╔══
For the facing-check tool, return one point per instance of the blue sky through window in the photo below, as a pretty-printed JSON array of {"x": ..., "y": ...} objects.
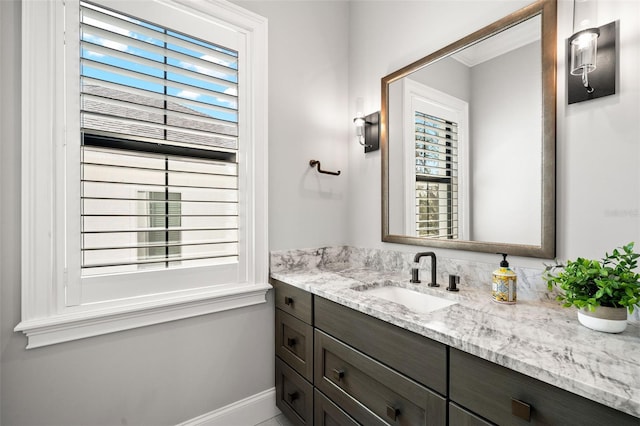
[{"x": 213, "y": 94}]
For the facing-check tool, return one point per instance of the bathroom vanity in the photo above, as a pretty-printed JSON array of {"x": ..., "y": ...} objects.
[{"x": 344, "y": 357}]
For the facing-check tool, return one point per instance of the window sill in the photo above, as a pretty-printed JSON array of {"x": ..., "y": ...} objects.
[{"x": 66, "y": 327}]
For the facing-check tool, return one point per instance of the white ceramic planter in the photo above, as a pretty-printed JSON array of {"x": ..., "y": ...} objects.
[{"x": 605, "y": 319}]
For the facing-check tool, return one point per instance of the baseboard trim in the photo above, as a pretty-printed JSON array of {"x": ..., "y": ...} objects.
[{"x": 246, "y": 412}]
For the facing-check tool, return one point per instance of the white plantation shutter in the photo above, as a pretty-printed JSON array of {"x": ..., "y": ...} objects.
[
  {"x": 436, "y": 148},
  {"x": 159, "y": 172},
  {"x": 152, "y": 84}
]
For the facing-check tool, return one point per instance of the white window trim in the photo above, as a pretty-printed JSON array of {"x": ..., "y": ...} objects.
[{"x": 45, "y": 318}]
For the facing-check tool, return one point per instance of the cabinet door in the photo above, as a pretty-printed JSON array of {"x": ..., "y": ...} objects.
[
  {"x": 294, "y": 395},
  {"x": 507, "y": 397},
  {"x": 294, "y": 343},
  {"x": 361, "y": 386}
]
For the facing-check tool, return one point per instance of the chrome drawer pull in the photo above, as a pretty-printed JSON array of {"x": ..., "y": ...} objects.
[
  {"x": 392, "y": 413},
  {"x": 338, "y": 375},
  {"x": 520, "y": 409}
]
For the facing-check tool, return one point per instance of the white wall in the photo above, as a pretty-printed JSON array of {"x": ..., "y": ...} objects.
[
  {"x": 308, "y": 119},
  {"x": 598, "y": 196}
]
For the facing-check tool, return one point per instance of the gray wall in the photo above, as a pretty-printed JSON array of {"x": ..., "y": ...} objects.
[
  {"x": 506, "y": 147},
  {"x": 173, "y": 372},
  {"x": 598, "y": 196}
]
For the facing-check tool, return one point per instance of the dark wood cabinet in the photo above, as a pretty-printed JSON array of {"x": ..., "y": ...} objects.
[
  {"x": 424, "y": 360},
  {"x": 361, "y": 386},
  {"x": 506, "y": 397},
  {"x": 338, "y": 366},
  {"x": 294, "y": 395},
  {"x": 294, "y": 343},
  {"x": 294, "y": 353},
  {"x": 326, "y": 413},
  {"x": 458, "y": 416}
]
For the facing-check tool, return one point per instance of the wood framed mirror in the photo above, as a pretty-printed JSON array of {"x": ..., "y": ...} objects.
[{"x": 468, "y": 137}]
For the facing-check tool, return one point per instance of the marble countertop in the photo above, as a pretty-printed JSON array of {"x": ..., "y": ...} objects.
[{"x": 534, "y": 337}]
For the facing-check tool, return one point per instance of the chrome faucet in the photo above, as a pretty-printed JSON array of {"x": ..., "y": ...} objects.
[{"x": 415, "y": 269}]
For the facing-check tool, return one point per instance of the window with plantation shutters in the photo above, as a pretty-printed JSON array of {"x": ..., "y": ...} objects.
[
  {"x": 436, "y": 175},
  {"x": 159, "y": 117},
  {"x": 144, "y": 162}
]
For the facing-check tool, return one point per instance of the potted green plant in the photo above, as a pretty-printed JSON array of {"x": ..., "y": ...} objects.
[{"x": 603, "y": 290}]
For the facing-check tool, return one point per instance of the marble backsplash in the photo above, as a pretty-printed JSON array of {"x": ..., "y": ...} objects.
[{"x": 398, "y": 264}]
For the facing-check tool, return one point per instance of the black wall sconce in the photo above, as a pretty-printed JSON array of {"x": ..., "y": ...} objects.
[
  {"x": 368, "y": 131},
  {"x": 591, "y": 58}
]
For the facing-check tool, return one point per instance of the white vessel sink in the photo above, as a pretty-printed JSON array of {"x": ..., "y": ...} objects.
[{"x": 418, "y": 302}]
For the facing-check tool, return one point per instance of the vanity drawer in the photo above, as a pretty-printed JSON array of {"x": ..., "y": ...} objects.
[
  {"x": 458, "y": 416},
  {"x": 294, "y": 343},
  {"x": 418, "y": 357},
  {"x": 504, "y": 396},
  {"x": 326, "y": 413},
  {"x": 361, "y": 386},
  {"x": 293, "y": 300},
  {"x": 294, "y": 395}
]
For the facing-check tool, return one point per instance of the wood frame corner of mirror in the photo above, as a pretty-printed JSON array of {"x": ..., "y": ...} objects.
[{"x": 470, "y": 164}]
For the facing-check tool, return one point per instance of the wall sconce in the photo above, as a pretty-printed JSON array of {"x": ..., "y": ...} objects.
[
  {"x": 592, "y": 57},
  {"x": 368, "y": 131},
  {"x": 584, "y": 50}
]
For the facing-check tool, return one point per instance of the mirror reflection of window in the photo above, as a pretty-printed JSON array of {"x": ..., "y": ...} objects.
╚══
What is asked: Skip the pictures and print each record exactly as it stands.

Correct response:
For the facing-check tool, return one point per instance of the blue sky through window in the photo below, as a pretty-printed JSON array of {"x": ..., "y": ...} objects.
[{"x": 213, "y": 94}]
For the facing-check tool, return one point per instance of the bathroom vanity in the photo above, as a pretty-printed JSON array of {"x": ..., "y": ...} objects.
[{"x": 344, "y": 357}]
For the facing-check tool, return one point per instance of the window sill in the photo above, as a pretty-printed JSON array of {"x": ..., "y": ...} objects.
[{"x": 66, "y": 327}]
For the facing-check tool, return one point per instance of the white ceramic planter in the photo above, as a pretty-printed JSON array of {"x": ..., "y": ...} objects.
[{"x": 605, "y": 319}]
For the facing-check tool, return one point per instance of the baseboard trim in the photo above, as a pretty-printed JSON array of {"x": ..., "y": ...} objects.
[{"x": 246, "y": 412}]
For the facing-check tool, return one point per instance of the white plantation shutter in the photo above, as a pretty-printed JSON array of {"x": ..., "y": ...} objects.
[
  {"x": 436, "y": 148},
  {"x": 159, "y": 172},
  {"x": 152, "y": 84}
]
For the facing-check tool, return one point per instance of the white window trim in the photo above, as a pretty-printed JSON array of {"x": ..., "y": ...} objects.
[{"x": 45, "y": 318}]
For the facing-check tool, return one point per instance of the cabinet door in the photo above, as a pretty-printed JSON array of {"x": ..., "y": ...} objects.
[
  {"x": 294, "y": 395},
  {"x": 507, "y": 397},
  {"x": 294, "y": 343},
  {"x": 361, "y": 386}
]
For the facing-check tool, return one point per instance of the chrome drawer pull in the photo above, as a pretty-printed JSON array of {"x": ..., "y": ...} objects.
[
  {"x": 392, "y": 413},
  {"x": 338, "y": 375},
  {"x": 520, "y": 409}
]
For the facing-check tool, return one point per instance of the white wall in the photo above, as a pretty-printed JSON array of {"x": ..., "y": ...} objects.
[
  {"x": 308, "y": 119},
  {"x": 598, "y": 196}
]
For the facing-check tool, return one point per instance of the gray wall in the photo above, as a pretty-printed JSON array of {"x": ..., "y": ...} objects.
[
  {"x": 506, "y": 147},
  {"x": 173, "y": 372},
  {"x": 598, "y": 196}
]
For the facing-check tool, return one point per instance of the dark wood cabinet in the photo above, as a pretty-printed JSON array of {"x": ..., "y": ...} objects.
[
  {"x": 424, "y": 360},
  {"x": 361, "y": 386},
  {"x": 506, "y": 397},
  {"x": 338, "y": 366},
  {"x": 294, "y": 395},
  {"x": 294, "y": 343},
  {"x": 294, "y": 353},
  {"x": 326, "y": 413},
  {"x": 458, "y": 416}
]
For the facing-check tool, return one point per instance of the wood framed mirror in the photo above, as a pretty-printed JSON array of {"x": ..., "y": ...} objects.
[{"x": 468, "y": 137}]
For the facing-check tool, return one point per instance of the marble countertop in the photo above, as a pretty-printed JSON array of {"x": ..., "y": ...} objects.
[{"x": 534, "y": 337}]
For the facing-check tool, return one point per instance of the chrome faucet in the photo above, as a pretty-printed JSON array of {"x": ..., "y": ...} objects.
[{"x": 415, "y": 269}]
For the facing-check tool, return one point per instance of the window with plantation shutters in the photo above, as a pretty-printed JSON array of {"x": ..., "y": ...} objects.
[
  {"x": 436, "y": 175},
  {"x": 159, "y": 117},
  {"x": 144, "y": 162}
]
For the facing-check tool, return one point per instance of the potted green plant in the photo above, as a pretty-printed JSON array of {"x": ..., "y": ...} objects.
[{"x": 603, "y": 290}]
For the facing-check tool, return one point per instance of the marble backsplash in the photo above, as a pretty-printed JSON array of {"x": ..., "y": ...} objects.
[{"x": 398, "y": 264}]
For the facing-check tool, return one point per instance of the black wall sconce in the photo above, as a pretty-printed JSON array of {"x": ..., "y": ...} objects.
[
  {"x": 368, "y": 131},
  {"x": 591, "y": 58}
]
For the facing-check tool, return one point per instance of the white vessel sink in the photo above, as a pretty-printed JSON array of {"x": ..., "y": ...} objects.
[{"x": 418, "y": 302}]
For the facing-check tool, return one point per instance of the vanity drawer in the photo above, as a pretty-printed JSON array of {"x": ..., "y": ...} objects.
[
  {"x": 458, "y": 416},
  {"x": 294, "y": 343},
  {"x": 418, "y": 357},
  {"x": 504, "y": 396},
  {"x": 326, "y": 413},
  {"x": 361, "y": 386},
  {"x": 293, "y": 300},
  {"x": 294, "y": 395}
]
For the facing-check tool, return one point per instance of the wood frame corner of mirror in the photo above, as a pretty-printed JSON array of {"x": ..., "y": ...} objects.
[{"x": 470, "y": 164}]
For the facing-check tool, return one point per instance of the wall sconce in the photo above, as a pretty-printed JSON array of {"x": ..., "y": ...} objects.
[
  {"x": 592, "y": 57},
  {"x": 368, "y": 131},
  {"x": 584, "y": 50}
]
For the facing-check tool, return one point per instance of the mirror reflection of window in the photo above, as a pretty-printed JSON array of {"x": ..., "y": ...} objects.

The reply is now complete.